### Quoted text
- - - - - - -
Rescue System » History » Version 140

« Previous - Version 140/202 (diff) - Next » - Current version
Branislav Katreniak, 04/20/2018 12:40 PM


Rescue System

A minimal Linux system, that is loaded before the main system.

- Select a kernel in /boot on the main rootfs based on priority, verify checksums
- Enable re-flashing the rootfs from a given URL

https://git.digitalstrom.org/bsp/rescue-system (part of this wiki moved to in-project documentation)

Presentation rescue_gdansk_2018.pdf

Switch DSS to devel feed

Enable ssh access in web configurator

ssh dssadmin@dss-ip.local
su
opkg update
opkg install rescue-utils
sed  -n 's/.*\(rescue-.*\).*/\1/p' /proc/cmdline
# run `<pre>rescue-install.sh && reboot</pre>` if no match found
reflash_rootfs yocto-devel

Install

rescue system should be installed by default on devel/testing feeds, which can be checked from the kernel cmdline

Booted from rescue system and what is its version?

rescue-system appends its version to the cmdline of the 2nd stage kernel

$ sed  -n 's/.*\(rescue-.*\).*/\1/p' /proc/cmdline
rescue-system=2017.K-test01
$ awk -v RS=" " -v FS="=" '/rescue-system/ {print $2}' /proc/cmdline
2017.K-test01
# for i in in `cat /proc/cmdline`; do echo $i; done
...
rescue-system=2017.K-test01

Alternative:

TODO pls mangle to use case

/usr/lib/kernel/install.d/90-loaderentry.install

if ! [[ ${BOOT_OPTIONS[*]} ]]; then
    read -r -d '' -a line < /proc/cmdline
    for i in "${line[@]}"; do
        [[ "${i#initrd=*}" != "$i" ]] && continue
        BOOT_OPTIONS+=("$i")
    done
fi

to install it explicitly

opkg install rescue-install

Reflash of Rootfs

WARNING

You can easily destroy your device following these step. This has not yet been tested widely and is intended to be done in a laboratory environment where you have access to the boot loader and can restore the device by other means. Make sure you backup all your settings, metering data, etc. In case of problems request help on the irc channel, because this will definitely VOID YOUR WARRANTY

Reflash rootfs

# opkg install rescue-utils
# reflash_rootfs -h
Usage:
  reflash_rootfs [-u url] [-t feed]
Options:
  -t use a predefined url based on devel/testing/production
  -l list available feeds
  -u specify url to desired rootfs explicitly
  -h print this help
  -n no signature checks

Will create a reflash request file. This file serves as a command to the
rescue system, to erase the existing rootfs and re-install it from given url.

This will create a file /var/lib/rescue-system/reflash_request.conf. That folder serves as mailbox for communication with the rescue-system

ROOTFS_IMAGE_URL=url
ROOTFS_IMAGE_FILE=path   (use either IMAGE_URL or IMAGE_FILE)
- - - - - - -
### Provided material
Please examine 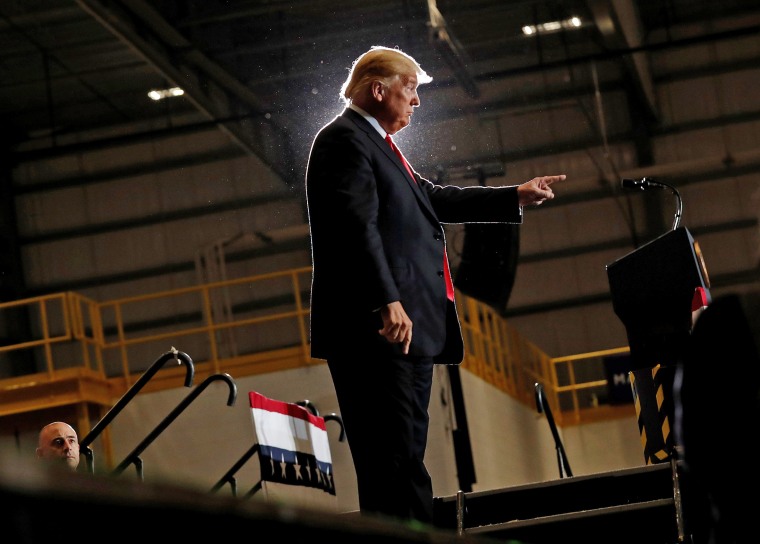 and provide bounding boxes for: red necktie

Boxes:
[385,134,454,300]
[385,134,417,183]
- - - - - - -
### Description of the task
Pick up the rescue system wiki page after its last line and carry it forward in the same style.

### Exercise answer
ROOTFS_IMAGE_BYTES=number (optional)
ROOTFS_SIGNATURE_FILE=path (optional)
ROOTFS_CHECKSUM=number (optional)

Switching feeds

You can easily destroy your device following these step. If you don't know why this is needed, don't do it. Please read the Warning before continuing

# reflash_rootfs -n -t yocto-fieldtest

Production/Fieldtest uses keys that are better protected then devel/testing keys. If you need to switch from production/fieldtest to devel or testing, or reverse, image verification will fail. This is because the rescue system only knows the public key of its own feed. Hence production rescue system can not install devel rootfs that is signed with the less protected devel key. If you have root access you can bypass the test though

Verify the created /var/lib/rescue-system/reflash_request.conf and remove the SIGNATURE URL line

Issue reflash rootfs from rescue shell

DSS RESCUE /# ifup eth0
DSS RESCUE /# reflash-rootfs /etc/rescue-system/default_rootfs_download.conf

Selecting target kernel based on priority

Inspired by the Freedesktop Bootloader Specification
http://freedesktop.org/wiki/Specifications/BootLoaderSpec/

Idea is to drop/remove files into a folder without any re-configuration of the boot loader

The kernel to be booted is selected based on kernel version. Higher version means higher priority. The boot entry has to follow a certain naming schema. The description is ignored.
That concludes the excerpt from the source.